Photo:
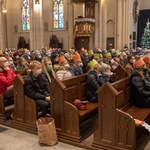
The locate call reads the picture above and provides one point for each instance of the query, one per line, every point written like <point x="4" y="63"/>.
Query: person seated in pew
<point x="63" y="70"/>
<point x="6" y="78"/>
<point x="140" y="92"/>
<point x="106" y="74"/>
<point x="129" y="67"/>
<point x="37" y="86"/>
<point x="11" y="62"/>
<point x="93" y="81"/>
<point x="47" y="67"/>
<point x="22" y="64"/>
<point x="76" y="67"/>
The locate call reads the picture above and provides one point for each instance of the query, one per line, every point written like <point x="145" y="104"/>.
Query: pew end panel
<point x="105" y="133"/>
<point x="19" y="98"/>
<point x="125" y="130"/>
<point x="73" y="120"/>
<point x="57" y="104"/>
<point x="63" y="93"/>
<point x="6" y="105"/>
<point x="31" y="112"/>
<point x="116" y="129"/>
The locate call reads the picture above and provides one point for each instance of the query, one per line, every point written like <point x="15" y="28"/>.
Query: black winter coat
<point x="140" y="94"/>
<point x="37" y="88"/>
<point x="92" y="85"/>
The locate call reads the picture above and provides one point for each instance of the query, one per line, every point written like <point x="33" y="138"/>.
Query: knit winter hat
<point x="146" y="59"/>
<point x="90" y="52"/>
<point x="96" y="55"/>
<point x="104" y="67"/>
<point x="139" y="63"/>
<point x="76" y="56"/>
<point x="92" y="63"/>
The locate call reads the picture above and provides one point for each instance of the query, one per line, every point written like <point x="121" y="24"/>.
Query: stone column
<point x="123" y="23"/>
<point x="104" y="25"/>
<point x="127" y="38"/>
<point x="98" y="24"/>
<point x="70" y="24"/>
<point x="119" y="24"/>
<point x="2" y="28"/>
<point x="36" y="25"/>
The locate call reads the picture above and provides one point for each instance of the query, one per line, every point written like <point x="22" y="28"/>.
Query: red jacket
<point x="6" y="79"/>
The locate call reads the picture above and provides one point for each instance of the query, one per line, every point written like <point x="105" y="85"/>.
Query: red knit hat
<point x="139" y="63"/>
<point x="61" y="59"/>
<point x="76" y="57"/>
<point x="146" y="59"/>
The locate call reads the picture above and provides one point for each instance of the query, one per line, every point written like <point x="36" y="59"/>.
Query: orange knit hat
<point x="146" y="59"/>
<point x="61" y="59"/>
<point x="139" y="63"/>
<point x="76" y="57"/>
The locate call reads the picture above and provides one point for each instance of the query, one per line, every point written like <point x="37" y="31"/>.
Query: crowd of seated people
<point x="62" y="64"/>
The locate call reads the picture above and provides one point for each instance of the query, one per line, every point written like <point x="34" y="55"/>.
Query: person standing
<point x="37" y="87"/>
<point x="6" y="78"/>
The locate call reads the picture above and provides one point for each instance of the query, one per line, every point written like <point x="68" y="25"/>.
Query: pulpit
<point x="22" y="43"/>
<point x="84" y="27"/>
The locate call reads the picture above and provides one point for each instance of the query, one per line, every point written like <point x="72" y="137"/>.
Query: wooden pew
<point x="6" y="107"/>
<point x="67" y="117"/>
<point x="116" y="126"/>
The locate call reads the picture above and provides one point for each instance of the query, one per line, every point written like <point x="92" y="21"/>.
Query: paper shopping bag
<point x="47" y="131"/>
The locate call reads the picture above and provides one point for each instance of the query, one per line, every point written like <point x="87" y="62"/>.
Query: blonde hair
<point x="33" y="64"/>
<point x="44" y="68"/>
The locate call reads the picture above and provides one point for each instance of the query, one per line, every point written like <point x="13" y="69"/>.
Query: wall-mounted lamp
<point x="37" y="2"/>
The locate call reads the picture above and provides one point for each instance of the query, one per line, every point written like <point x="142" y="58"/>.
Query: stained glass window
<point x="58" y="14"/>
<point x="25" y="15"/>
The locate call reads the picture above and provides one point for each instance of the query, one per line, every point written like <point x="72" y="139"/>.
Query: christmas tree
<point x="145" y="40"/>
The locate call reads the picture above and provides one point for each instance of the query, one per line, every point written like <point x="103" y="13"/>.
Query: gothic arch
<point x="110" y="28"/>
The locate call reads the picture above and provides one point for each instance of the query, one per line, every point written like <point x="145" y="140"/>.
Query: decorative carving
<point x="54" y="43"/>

——————————

| Requirement |
Gather every line above that contains the string "knit". Case matters.

| Written answer |
Query: knit winter hat
Query: red knit hat
Query: orange knit hat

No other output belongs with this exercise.